----- THE RECORDS -----

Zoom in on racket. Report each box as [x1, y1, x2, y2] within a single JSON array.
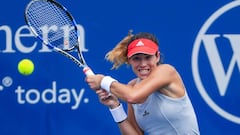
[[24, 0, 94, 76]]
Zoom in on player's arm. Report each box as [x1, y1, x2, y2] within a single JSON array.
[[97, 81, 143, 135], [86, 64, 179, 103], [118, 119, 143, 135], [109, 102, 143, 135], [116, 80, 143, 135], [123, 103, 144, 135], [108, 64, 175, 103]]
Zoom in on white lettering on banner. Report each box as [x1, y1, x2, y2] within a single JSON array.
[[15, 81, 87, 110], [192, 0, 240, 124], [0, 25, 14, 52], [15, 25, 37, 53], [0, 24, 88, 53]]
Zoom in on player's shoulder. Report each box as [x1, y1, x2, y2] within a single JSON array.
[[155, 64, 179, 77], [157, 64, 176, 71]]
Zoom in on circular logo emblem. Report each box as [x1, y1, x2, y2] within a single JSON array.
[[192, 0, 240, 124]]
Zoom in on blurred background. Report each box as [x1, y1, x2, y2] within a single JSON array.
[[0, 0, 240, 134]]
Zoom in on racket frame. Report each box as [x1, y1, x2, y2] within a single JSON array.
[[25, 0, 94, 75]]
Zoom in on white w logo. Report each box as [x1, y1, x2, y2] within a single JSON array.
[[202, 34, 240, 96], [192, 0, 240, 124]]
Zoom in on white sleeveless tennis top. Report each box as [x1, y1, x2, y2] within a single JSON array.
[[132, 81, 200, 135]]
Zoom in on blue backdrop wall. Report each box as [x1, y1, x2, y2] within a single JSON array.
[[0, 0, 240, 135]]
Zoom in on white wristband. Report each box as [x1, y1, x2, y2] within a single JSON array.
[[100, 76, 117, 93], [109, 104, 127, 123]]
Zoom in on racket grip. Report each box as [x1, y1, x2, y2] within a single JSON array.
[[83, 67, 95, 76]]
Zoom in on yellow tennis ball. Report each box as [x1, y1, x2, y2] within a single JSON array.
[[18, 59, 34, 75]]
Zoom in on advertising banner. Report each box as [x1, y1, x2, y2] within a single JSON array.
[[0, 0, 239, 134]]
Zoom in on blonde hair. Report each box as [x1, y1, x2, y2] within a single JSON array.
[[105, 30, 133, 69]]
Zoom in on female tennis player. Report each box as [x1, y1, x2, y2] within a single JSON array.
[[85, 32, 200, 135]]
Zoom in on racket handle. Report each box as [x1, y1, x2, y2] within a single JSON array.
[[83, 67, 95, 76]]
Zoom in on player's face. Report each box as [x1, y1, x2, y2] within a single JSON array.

-----

• **EXERCISE BRIEF**: The answer consists only of the lines from the one containing "Zoom in on racket grip." to the end of the records, each written out exactly.

• **ANSWER**:
Zoom in on racket grip. Report each box as [x1, y1, x2, y2] within a single JSON array.
[[83, 67, 95, 76]]
Zoom in on yellow tennis ball. Report each box as [x1, y1, x2, y2] within a single JSON array.
[[18, 59, 34, 75]]
Zoom in on advertising banner. Report each box as [x1, y1, x2, y2] within a single JSON array.
[[0, 0, 239, 134]]
Zoom in on blonde hair. Report each box as [x1, y1, x2, y2] within a single JSON array.
[[105, 30, 133, 69]]
Zoom in on female tennis player. Report each box as [x1, y1, x2, y2] within a single JSON array.
[[85, 32, 200, 135]]
Zoom in on racket handle. Report each box as [x1, y1, x2, y2] within a single JSON array.
[[83, 67, 95, 76]]
Zoom in on player's face. Report each box as [x1, y1, x2, y2] within a single JSON array.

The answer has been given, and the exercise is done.